DATASET EXTRACT:
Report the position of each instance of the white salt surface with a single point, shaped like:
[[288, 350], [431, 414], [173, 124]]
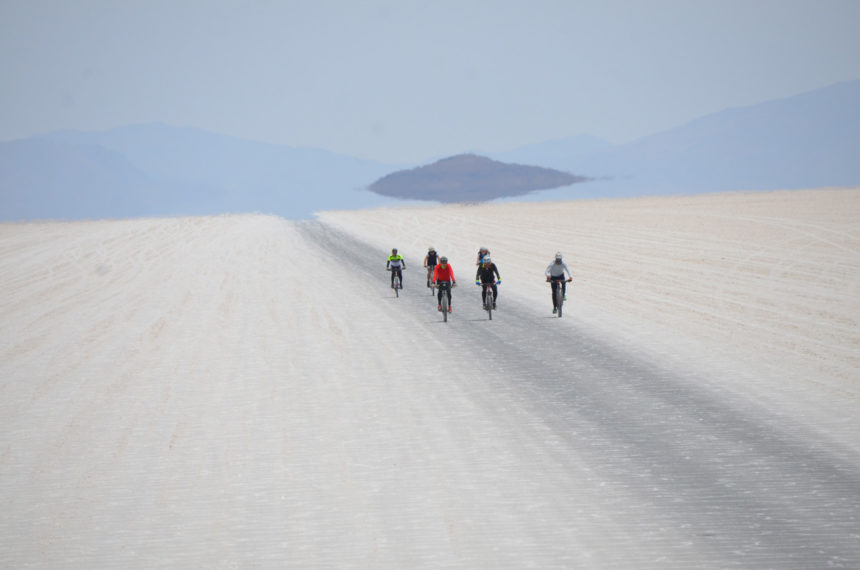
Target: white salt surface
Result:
[[245, 391]]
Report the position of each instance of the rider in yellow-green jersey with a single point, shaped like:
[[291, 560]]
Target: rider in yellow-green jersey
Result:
[[396, 264]]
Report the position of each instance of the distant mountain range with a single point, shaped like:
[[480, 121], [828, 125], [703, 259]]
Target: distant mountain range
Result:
[[470, 178], [809, 140], [156, 170]]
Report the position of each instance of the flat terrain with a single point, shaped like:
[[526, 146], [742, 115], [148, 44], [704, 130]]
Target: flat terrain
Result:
[[245, 391]]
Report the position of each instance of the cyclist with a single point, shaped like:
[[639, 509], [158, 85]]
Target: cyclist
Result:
[[555, 275], [395, 264], [481, 253], [488, 273], [430, 263], [443, 279]]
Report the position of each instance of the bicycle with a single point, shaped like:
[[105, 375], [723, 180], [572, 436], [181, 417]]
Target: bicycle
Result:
[[488, 298], [396, 284], [444, 288], [558, 292]]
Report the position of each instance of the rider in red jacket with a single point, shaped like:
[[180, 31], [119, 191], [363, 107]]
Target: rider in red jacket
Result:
[[443, 279]]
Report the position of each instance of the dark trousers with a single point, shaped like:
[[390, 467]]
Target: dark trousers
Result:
[[484, 291], [443, 286], [399, 273], [555, 283]]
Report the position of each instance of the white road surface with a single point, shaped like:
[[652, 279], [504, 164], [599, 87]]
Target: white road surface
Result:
[[246, 392]]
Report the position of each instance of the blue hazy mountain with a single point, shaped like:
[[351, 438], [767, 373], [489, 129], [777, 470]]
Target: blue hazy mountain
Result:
[[809, 140], [156, 169]]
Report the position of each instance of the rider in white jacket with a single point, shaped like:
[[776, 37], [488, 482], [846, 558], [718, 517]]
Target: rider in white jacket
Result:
[[555, 275]]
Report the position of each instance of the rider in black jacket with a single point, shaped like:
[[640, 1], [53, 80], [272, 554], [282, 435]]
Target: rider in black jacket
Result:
[[488, 273]]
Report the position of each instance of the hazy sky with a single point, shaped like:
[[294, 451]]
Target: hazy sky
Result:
[[403, 81]]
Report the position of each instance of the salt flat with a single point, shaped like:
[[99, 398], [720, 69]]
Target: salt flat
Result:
[[245, 391]]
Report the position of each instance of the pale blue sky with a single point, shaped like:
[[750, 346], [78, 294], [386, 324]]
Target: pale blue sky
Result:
[[402, 81]]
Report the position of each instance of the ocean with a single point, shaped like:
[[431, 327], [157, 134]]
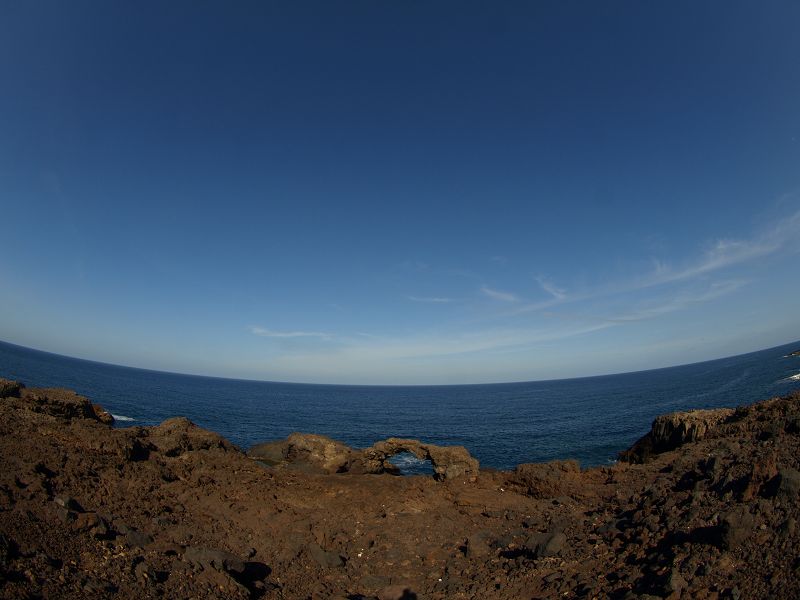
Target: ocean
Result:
[[589, 419]]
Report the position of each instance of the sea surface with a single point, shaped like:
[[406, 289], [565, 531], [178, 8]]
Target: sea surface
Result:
[[589, 419]]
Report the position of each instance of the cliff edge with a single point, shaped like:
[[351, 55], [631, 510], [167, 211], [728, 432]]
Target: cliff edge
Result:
[[707, 508]]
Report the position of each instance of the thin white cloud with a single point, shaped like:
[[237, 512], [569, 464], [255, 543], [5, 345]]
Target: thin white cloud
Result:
[[434, 299], [499, 295], [719, 255], [680, 302], [729, 252], [269, 333], [552, 289]]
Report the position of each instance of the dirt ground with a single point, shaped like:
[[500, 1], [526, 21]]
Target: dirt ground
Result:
[[91, 511]]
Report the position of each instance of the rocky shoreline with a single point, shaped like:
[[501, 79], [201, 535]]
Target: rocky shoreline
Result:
[[703, 506]]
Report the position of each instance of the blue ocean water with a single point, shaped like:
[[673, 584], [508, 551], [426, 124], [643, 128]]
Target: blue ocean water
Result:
[[589, 419]]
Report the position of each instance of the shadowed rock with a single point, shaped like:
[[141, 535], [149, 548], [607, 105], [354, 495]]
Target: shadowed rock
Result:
[[673, 430], [322, 454]]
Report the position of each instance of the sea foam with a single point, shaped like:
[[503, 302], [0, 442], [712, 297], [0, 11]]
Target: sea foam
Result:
[[122, 417]]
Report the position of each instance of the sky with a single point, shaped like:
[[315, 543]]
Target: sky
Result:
[[399, 192]]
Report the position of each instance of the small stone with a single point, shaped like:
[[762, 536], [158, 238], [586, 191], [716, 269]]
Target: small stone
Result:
[[215, 559], [138, 539], [324, 558], [396, 592], [144, 571], [788, 483], [68, 503], [542, 545]]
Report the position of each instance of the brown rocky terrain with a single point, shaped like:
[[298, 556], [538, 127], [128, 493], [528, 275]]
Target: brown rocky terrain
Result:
[[706, 506]]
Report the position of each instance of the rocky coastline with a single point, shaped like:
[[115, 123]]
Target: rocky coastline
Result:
[[705, 505]]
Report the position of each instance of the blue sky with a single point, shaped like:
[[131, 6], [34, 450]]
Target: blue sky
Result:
[[399, 192]]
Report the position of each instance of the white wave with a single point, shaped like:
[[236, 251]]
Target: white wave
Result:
[[122, 417]]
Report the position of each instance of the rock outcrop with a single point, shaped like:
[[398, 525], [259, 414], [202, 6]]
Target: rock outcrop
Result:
[[448, 462], [176, 511], [673, 430], [311, 452]]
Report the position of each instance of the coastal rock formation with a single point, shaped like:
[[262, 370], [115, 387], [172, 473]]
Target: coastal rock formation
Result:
[[448, 462], [673, 430], [311, 452], [307, 451], [174, 511]]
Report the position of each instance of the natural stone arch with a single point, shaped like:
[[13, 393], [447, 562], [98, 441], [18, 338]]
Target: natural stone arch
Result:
[[321, 453], [448, 462]]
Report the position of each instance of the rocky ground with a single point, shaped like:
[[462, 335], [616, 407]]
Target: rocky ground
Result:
[[707, 507]]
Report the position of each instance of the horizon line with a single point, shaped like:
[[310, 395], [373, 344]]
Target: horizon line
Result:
[[386, 385]]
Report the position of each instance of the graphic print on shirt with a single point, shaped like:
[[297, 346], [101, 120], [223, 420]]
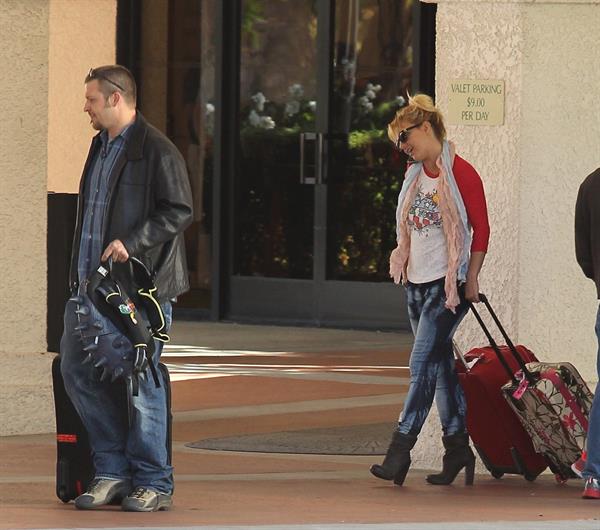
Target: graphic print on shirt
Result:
[[424, 214]]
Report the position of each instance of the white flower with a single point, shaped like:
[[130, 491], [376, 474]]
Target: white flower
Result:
[[254, 118], [296, 90], [266, 122], [259, 100], [292, 107]]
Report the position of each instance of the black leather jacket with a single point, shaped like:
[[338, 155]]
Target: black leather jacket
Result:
[[149, 206]]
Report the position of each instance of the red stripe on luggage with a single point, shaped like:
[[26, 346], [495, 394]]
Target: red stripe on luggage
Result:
[[67, 438]]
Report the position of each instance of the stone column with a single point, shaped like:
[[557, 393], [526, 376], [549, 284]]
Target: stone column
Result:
[[47, 49]]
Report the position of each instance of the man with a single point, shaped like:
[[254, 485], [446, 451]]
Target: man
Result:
[[134, 200], [587, 249]]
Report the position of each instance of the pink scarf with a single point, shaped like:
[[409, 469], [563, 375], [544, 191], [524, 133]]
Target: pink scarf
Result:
[[452, 230]]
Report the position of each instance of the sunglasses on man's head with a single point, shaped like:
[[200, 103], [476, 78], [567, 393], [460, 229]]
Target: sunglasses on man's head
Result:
[[404, 134], [93, 74]]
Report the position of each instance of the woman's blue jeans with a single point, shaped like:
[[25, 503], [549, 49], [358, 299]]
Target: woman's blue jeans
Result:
[[137, 452], [432, 371], [592, 466]]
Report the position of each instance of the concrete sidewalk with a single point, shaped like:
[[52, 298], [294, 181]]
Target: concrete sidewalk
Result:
[[233, 380]]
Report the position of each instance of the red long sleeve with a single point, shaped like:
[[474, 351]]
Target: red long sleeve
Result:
[[471, 188]]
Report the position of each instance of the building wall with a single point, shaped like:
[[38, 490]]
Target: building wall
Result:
[[546, 52], [47, 49], [23, 173], [560, 146]]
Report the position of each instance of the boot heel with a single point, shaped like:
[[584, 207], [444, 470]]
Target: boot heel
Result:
[[401, 474], [470, 473]]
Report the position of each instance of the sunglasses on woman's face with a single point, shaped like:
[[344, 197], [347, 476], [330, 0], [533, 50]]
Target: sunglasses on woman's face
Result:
[[404, 134]]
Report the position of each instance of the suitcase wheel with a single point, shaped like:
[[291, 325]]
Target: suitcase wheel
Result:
[[61, 493]]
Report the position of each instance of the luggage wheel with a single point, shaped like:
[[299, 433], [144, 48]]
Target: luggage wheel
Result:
[[560, 479]]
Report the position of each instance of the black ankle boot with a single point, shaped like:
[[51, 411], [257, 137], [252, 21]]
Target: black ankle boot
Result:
[[458, 455], [397, 459]]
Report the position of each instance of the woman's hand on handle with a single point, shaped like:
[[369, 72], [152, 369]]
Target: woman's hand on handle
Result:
[[472, 285]]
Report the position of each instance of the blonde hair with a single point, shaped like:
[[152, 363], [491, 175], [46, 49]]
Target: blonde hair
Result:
[[420, 108]]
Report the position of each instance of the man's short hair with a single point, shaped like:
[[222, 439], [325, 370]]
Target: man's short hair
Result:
[[114, 78]]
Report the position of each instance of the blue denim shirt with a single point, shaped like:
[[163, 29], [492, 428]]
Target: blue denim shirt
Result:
[[94, 200], [95, 196]]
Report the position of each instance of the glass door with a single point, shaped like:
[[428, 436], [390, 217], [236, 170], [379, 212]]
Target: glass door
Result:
[[316, 180], [273, 251]]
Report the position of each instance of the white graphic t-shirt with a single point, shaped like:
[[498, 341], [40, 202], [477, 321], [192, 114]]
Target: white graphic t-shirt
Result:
[[428, 259]]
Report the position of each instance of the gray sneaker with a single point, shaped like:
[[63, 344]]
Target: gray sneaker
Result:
[[144, 500], [102, 491]]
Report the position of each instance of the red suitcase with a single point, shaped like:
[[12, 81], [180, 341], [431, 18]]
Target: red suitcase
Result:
[[502, 442]]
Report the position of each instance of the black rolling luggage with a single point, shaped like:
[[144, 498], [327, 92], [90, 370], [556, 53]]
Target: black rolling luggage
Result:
[[74, 466]]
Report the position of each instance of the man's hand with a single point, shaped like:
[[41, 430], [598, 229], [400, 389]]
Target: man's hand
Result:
[[115, 250]]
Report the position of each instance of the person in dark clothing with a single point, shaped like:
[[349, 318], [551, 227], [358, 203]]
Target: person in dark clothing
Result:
[[587, 250], [134, 201]]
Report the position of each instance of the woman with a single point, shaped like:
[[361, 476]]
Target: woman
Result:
[[442, 235]]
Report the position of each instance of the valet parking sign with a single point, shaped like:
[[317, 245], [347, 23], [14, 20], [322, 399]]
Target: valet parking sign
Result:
[[476, 102]]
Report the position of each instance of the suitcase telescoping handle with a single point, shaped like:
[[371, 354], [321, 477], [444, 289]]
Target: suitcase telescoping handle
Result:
[[494, 345]]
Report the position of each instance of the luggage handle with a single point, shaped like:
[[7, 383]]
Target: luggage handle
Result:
[[459, 355], [495, 346]]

GIVEN EXERCISE: Write out, word for word, the line containing "Report the position of each instance of the man's short" and every line after it to the end of the data above.

ANSWER FOR THE TASK:
Report the position of each instance of the man's short hair with a single point, shaped like:
[[222, 439], [325, 370]]
Target: man's short hair
Result:
[[114, 78]]
Report the position of each instance of the blue denim shirt with a single point, shaped like:
[[163, 29], [492, 428]]
Target: blue denim shirt
Result:
[[94, 200], [95, 196]]
Report the position of each instance of the glass door with a single point, shaped like:
[[428, 436], [390, 217], [236, 170], [379, 212]]
Target: glass door
Result:
[[316, 180], [273, 251]]
Report the position of each instance of the white graphic t-shirt with a single point, shaped like:
[[498, 341], [40, 202], [477, 321], [192, 114]]
Target: white graphic t-shirt
Result:
[[428, 259]]
Report the position of each instance of the gray sneaker with a single point, shaped like:
[[63, 344]]
Target: gray sneaker
Result:
[[144, 500], [102, 491]]
Report the position of each instance of the red suitcase with a single point, shaped like:
[[12, 81], [180, 341], [431, 18]]
Target: red suitcase
Result:
[[502, 442]]
Report the position of each instance of the black rolling luggage with a single point, shaped like:
[[144, 498], [327, 92], [90, 370], [556, 53]]
Target: black rolling luggage
Result:
[[74, 466]]
Report the position of each instance of the man's hand with a single point, shaped like:
[[41, 430], [598, 229], [400, 389]]
Target: man's hand
Result:
[[115, 250]]
Report the position of each instance of the person in dark clothing with a single point, shaped like:
[[349, 318], [551, 227], [358, 203]]
Target: person in dark clothing
Result:
[[587, 250], [134, 201]]
Report the position of each instance of the woman with a single point, shaped like:
[[361, 476]]
Target: woman
Result:
[[442, 235]]
Report the position of each instance of the valet parking sign with a single point, shaped like:
[[317, 245], [347, 23], [14, 20], [322, 399]]
Target: valet parking sign
Result:
[[476, 102]]
Report the position of each instance of the suitcase telescoping handle with a single point, shaped like:
[[371, 354], [321, 477], [444, 289]]
Target: suitcase telescoping handle
Result:
[[494, 345]]
Report the position of each instance of the luggage handle with a single point, shaped like:
[[7, 383]]
Target: luggage handle
Result:
[[459, 355], [495, 346]]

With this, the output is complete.